- **WHAT THE EXERCISE ASKS**
When you transcribe the listing that follows, keep every line exact and skip any picture.

- **AVAILABLE DATA**
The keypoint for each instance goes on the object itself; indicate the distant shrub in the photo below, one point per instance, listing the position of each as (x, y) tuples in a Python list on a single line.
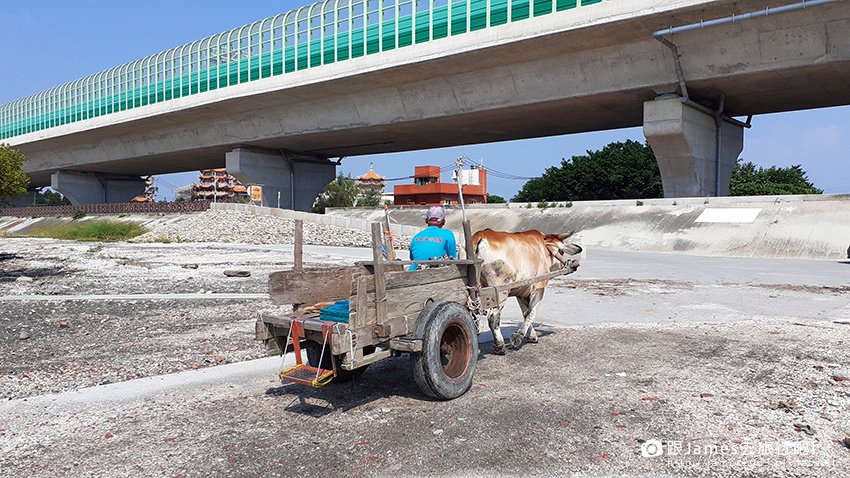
[(106, 231)]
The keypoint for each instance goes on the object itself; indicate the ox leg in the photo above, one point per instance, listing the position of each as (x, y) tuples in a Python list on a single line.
[(494, 317), (531, 336), (528, 312)]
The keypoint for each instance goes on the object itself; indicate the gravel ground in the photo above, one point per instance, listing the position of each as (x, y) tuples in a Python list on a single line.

- **SOLUTION FOR THIS EXERCISE**
The keypoint for each instance goes on the object itself; indicate the distant shrub in the photo below, one point per instance, listing the position of each as (x, y) tuples in a Python list on a single line.
[(106, 231)]
The keypoint for each instance goes on the object itself; indicate the ox leg in the photo above, one point per instance, listing the position of each as (x, y) tuples in a Python list on a single line.
[(494, 317), (531, 336), (528, 312)]
The keypoint for each instance goes on the object itself; indicate the gravel ground in the photo above, one point per instance, listing the position of each as (x, y) tuples in a Python list on a single line.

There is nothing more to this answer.